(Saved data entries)
::::

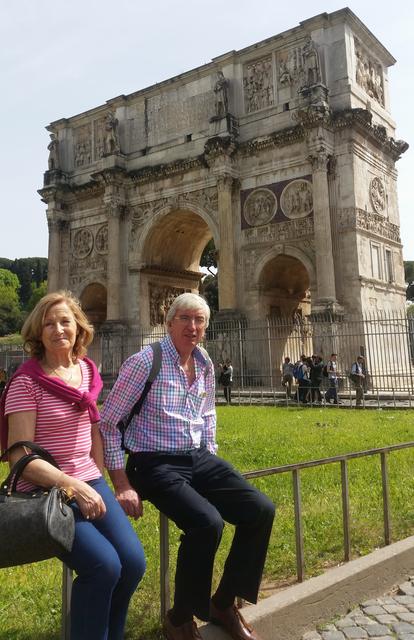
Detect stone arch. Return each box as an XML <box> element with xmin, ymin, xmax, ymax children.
<box><xmin>79</xmin><ymin>282</ymin><xmax>107</xmax><ymax>328</ymax></box>
<box><xmin>135</xmin><ymin>203</ymin><xmax>219</xmax><ymax>264</ymax></box>
<box><xmin>255</xmin><ymin>246</ymin><xmax>315</xmax><ymax>318</ymax></box>
<box><xmin>136</xmin><ymin>205</ymin><xmax>218</xmax><ymax>326</ymax></box>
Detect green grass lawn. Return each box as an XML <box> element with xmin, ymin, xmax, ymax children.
<box><xmin>1</xmin><ymin>406</ymin><xmax>414</xmax><ymax>639</ymax></box>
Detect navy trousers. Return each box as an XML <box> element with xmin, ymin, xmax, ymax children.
<box><xmin>61</xmin><ymin>477</ymin><xmax>146</xmax><ymax>640</ymax></box>
<box><xmin>126</xmin><ymin>447</ymin><xmax>275</xmax><ymax>621</ymax></box>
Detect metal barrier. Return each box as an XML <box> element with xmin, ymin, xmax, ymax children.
<box><xmin>61</xmin><ymin>440</ymin><xmax>414</xmax><ymax>635</ymax></box>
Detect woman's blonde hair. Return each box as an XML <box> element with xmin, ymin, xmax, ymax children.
<box><xmin>22</xmin><ymin>290</ymin><xmax>94</xmax><ymax>360</ymax></box>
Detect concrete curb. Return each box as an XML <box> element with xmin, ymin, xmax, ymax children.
<box><xmin>200</xmin><ymin>535</ymin><xmax>414</xmax><ymax>639</ymax></box>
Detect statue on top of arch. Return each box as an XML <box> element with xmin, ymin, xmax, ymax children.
<box><xmin>103</xmin><ymin>110</ymin><xmax>121</xmax><ymax>155</ymax></box>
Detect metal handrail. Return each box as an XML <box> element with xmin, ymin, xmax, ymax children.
<box><xmin>62</xmin><ymin>440</ymin><xmax>414</xmax><ymax>636</ymax></box>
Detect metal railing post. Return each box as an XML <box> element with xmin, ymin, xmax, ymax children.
<box><xmin>292</xmin><ymin>469</ymin><xmax>305</xmax><ymax>582</ymax></box>
<box><xmin>61</xmin><ymin>564</ymin><xmax>72</xmax><ymax>640</ymax></box>
<box><xmin>340</xmin><ymin>460</ymin><xmax>351</xmax><ymax>561</ymax></box>
<box><xmin>159</xmin><ymin>513</ymin><xmax>171</xmax><ymax>621</ymax></box>
<box><xmin>380</xmin><ymin>452</ymin><xmax>391</xmax><ymax>545</ymax></box>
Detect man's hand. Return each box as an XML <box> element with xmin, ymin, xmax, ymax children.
<box><xmin>108</xmin><ymin>468</ymin><xmax>143</xmax><ymax>519</ymax></box>
<box><xmin>115</xmin><ymin>487</ymin><xmax>143</xmax><ymax>519</ymax></box>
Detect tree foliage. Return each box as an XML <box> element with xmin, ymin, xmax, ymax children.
<box><xmin>405</xmin><ymin>261</ymin><xmax>414</xmax><ymax>301</ymax></box>
<box><xmin>0</xmin><ymin>257</ymin><xmax>48</xmax><ymax>309</ymax></box>
<box><xmin>0</xmin><ymin>268</ymin><xmax>22</xmax><ymax>335</ymax></box>
<box><xmin>200</xmin><ymin>239</ymin><xmax>218</xmax><ymax>315</ymax></box>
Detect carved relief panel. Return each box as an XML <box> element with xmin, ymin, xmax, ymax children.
<box><xmin>241</xmin><ymin>177</ymin><xmax>313</xmax><ymax>229</ymax></box>
<box><xmin>73</xmin><ymin>124</ymin><xmax>92</xmax><ymax>168</ymax></box>
<box><xmin>369</xmin><ymin>177</ymin><xmax>386</xmax><ymax>214</ymax></box>
<box><xmin>243</xmin><ymin>56</ymin><xmax>274</xmax><ymax>113</ymax></box>
<box><xmin>70</xmin><ymin>224</ymin><xmax>108</xmax><ymax>274</ymax></box>
<box><xmin>354</xmin><ymin>37</ymin><xmax>384</xmax><ymax>106</ymax></box>
<box><xmin>149</xmin><ymin>284</ymin><xmax>187</xmax><ymax>326</ymax></box>
<box><xmin>280</xmin><ymin>180</ymin><xmax>313</xmax><ymax>220</ymax></box>
<box><xmin>277</xmin><ymin>39</ymin><xmax>321</xmax><ymax>95</ymax></box>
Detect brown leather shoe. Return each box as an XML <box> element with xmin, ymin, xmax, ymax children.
<box><xmin>162</xmin><ymin>611</ymin><xmax>202</xmax><ymax>640</ymax></box>
<box><xmin>210</xmin><ymin>601</ymin><xmax>261</xmax><ymax>640</ymax></box>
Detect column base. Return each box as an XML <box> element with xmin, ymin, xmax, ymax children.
<box><xmin>310</xmin><ymin>300</ymin><xmax>344</xmax><ymax>319</ymax></box>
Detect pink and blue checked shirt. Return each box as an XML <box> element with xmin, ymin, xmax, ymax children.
<box><xmin>100</xmin><ymin>335</ymin><xmax>217</xmax><ymax>470</ymax></box>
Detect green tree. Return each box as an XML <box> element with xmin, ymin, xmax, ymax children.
<box><xmin>0</xmin><ymin>257</ymin><xmax>48</xmax><ymax>309</ymax></box>
<box><xmin>0</xmin><ymin>269</ymin><xmax>22</xmax><ymax>335</ymax></box>
<box><xmin>405</xmin><ymin>261</ymin><xmax>414</xmax><ymax>302</ymax></box>
<box><xmin>200</xmin><ymin>239</ymin><xmax>218</xmax><ymax>315</ymax></box>
<box><xmin>26</xmin><ymin>280</ymin><xmax>48</xmax><ymax>312</ymax></box>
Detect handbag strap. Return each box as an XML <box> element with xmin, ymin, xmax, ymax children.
<box><xmin>0</xmin><ymin>440</ymin><xmax>59</xmax><ymax>467</ymax></box>
<box><xmin>0</xmin><ymin>441</ymin><xmax>61</xmax><ymax>495</ymax></box>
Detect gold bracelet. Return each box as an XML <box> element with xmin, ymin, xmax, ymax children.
<box><xmin>61</xmin><ymin>486</ymin><xmax>76</xmax><ymax>502</ymax></box>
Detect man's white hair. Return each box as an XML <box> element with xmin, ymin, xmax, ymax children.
<box><xmin>166</xmin><ymin>293</ymin><xmax>210</xmax><ymax>327</ymax></box>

::::

Could every entry above be printed again exactly, images excluded?

Detect stone arch. Return each box as an XML <box> element with xmin, ymin, xmax, ymax children.
<box><xmin>79</xmin><ymin>282</ymin><xmax>107</xmax><ymax>328</ymax></box>
<box><xmin>135</xmin><ymin>203</ymin><xmax>219</xmax><ymax>264</ymax></box>
<box><xmin>255</xmin><ymin>246</ymin><xmax>315</xmax><ymax>318</ymax></box>
<box><xmin>136</xmin><ymin>205</ymin><xmax>218</xmax><ymax>326</ymax></box>
Detect green grass lawn. Return each box as an XML <box> element with xmin, ymin, xmax, ymax children.
<box><xmin>1</xmin><ymin>406</ymin><xmax>414</xmax><ymax>639</ymax></box>
Detect navy trousers. Return each box as an XML <box> element with xmin, ymin, xmax, ymax children.
<box><xmin>61</xmin><ymin>477</ymin><xmax>146</xmax><ymax>640</ymax></box>
<box><xmin>126</xmin><ymin>447</ymin><xmax>275</xmax><ymax>621</ymax></box>
Detect metal barrier. Return each box as an XML <box> element with xmin, ymin, xmax, ymax children.
<box><xmin>61</xmin><ymin>440</ymin><xmax>414</xmax><ymax>635</ymax></box>
Detect woman's blonde hair. Return each box as an XML <box> element with xmin, ymin, xmax, ymax children.
<box><xmin>22</xmin><ymin>290</ymin><xmax>94</xmax><ymax>360</ymax></box>
Detect concrete curb. Return each box as an XML <box> element with xmin, ymin, xmax, ymax children.
<box><xmin>200</xmin><ymin>535</ymin><xmax>414</xmax><ymax>639</ymax></box>
Detect statue on top of arch. Return each box as an XML <box> element with xmin, ymin, xmax, ymax children.
<box><xmin>103</xmin><ymin>110</ymin><xmax>121</xmax><ymax>155</ymax></box>
Detect metal handrail. Return each box as an XML <box> element with xmin, ymin, xmax, ymax children.
<box><xmin>62</xmin><ymin>440</ymin><xmax>414</xmax><ymax>636</ymax></box>
Detect metal railing post. Return each box as an XML <box> element with xmin, ymin, xmax, ymax children.
<box><xmin>292</xmin><ymin>469</ymin><xmax>305</xmax><ymax>582</ymax></box>
<box><xmin>61</xmin><ymin>564</ymin><xmax>72</xmax><ymax>640</ymax></box>
<box><xmin>340</xmin><ymin>460</ymin><xmax>351</xmax><ymax>561</ymax></box>
<box><xmin>159</xmin><ymin>513</ymin><xmax>171</xmax><ymax>621</ymax></box>
<box><xmin>380</xmin><ymin>452</ymin><xmax>391</xmax><ymax>545</ymax></box>
Detect man's hand. Return each box as an XML <box> element with xmin, ymin, xmax, ymax children.
<box><xmin>108</xmin><ymin>468</ymin><xmax>143</xmax><ymax>519</ymax></box>
<box><xmin>115</xmin><ymin>487</ymin><xmax>143</xmax><ymax>519</ymax></box>
Detect tree foliage. Return each box as an XML <box> element with xmin, ymin, xmax, ymax children.
<box><xmin>405</xmin><ymin>261</ymin><xmax>414</xmax><ymax>301</ymax></box>
<box><xmin>0</xmin><ymin>257</ymin><xmax>48</xmax><ymax>309</ymax></box>
<box><xmin>0</xmin><ymin>268</ymin><xmax>22</xmax><ymax>335</ymax></box>
<box><xmin>200</xmin><ymin>239</ymin><xmax>218</xmax><ymax>315</ymax></box>
Detect carved relief panel. Return each box as an XML <box> element with xmin, ymin, xmax, ymax children.
<box><xmin>241</xmin><ymin>177</ymin><xmax>313</xmax><ymax>229</ymax></box>
<box><xmin>73</xmin><ymin>124</ymin><xmax>92</xmax><ymax>168</ymax></box>
<box><xmin>369</xmin><ymin>177</ymin><xmax>386</xmax><ymax>214</ymax></box>
<box><xmin>243</xmin><ymin>56</ymin><xmax>274</xmax><ymax>113</ymax></box>
<box><xmin>70</xmin><ymin>224</ymin><xmax>108</xmax><ymax>274</ymax></box>
<box><xmin>354</xmin><ymin>37</ymin><xmax>384</xmax><ymax>106</ymax></box>
<box><xmin>149</xmin><ymin>284</ymin><xmax>187</xmax><ymax>326</ymax></box>
<box><xmin>280</xmin><ymin>180</ymin><xmax>313</xmax><ymax>220</ymax></box>
<box><xmin>277</xmin><ymin>39</ymin><xmax>321</xmax><ymax>95</ymax></box>
Detect brown leather shoe. Return each box as an XML <box> element with xmin, ymin, xmax, ymax children.
<box><xmin>162</xmin><ymin>611</ymin><xmax>202</xmax><ymax>640</ymax></box>
<box><xmin>210</xmin><ymin>601</ymin><xmax>261</xmax><ymax>640</ymax></box>
Detect column base. Return each box as an XML <box> element with xmin, ymin, xmax, ymax children.
<box><xmin>310</xmin><ymin>300</ymin><xmax>344</xmax><ymax>319</ymax></box>
Detect pink and blue checked shirt. Return each box as an XML <box> element with xmin, ymin, xmax, ymax children.
<box><xmin>100</xmin><ymin>335</ymin><xmax>217</xmax><ymax>470</ymax></box>
Detect green tree. Return each box as an XML <box> element with xmin, ymin, xmax, ymax children.
<box><xmin>0</xmin><ymin>257</ymin><xmax>48</xmax><ymax>309</ymax></box>
<box><xmin>0</xmin><ymin>269</ymin><xmax>22</xmax><ymax>335</ymax></box>
<box><xmin>405</xmin><ymin>261</ymin><xmax>414</xmax><ymax>302</ymax></box>
<box><xmin>200</xmin><ymin>239</ymin><xmax>218</xmax><ymax>315</ymax></box>
<box><xmin>26</xmin><ymin>280</ymin><xmax>48</xmax><ymax>312</ymax></box>
Detect handbag strap. Return each box as an XML <box> element with xmin, ymin, xmax, ymax children.
<box><xmin>0</xmin><ymin>440</ymin><xmax>59</xmax><ymax>467</ymax></box>
<box><xmin>0</xmin><ymin>441</ymin><xmax>61</xmax><ymax>495</ymax></box>
Detect gold bracelet. Return each box as an XML <box> element with xmin, ymin, xmax, ymax children.
<box><xmin>61</xmin><ymin>486</ymin><xmax>76</xmax><ymax>502</ymax></box>
Detect man's white hair. Return each box as an XML <box> element with xmin, ymin, xmax, ymax children.
<box><xmin>166</xmin><ymin>293</ymin><xmax>210</xmax><ymax>327</ymax></box>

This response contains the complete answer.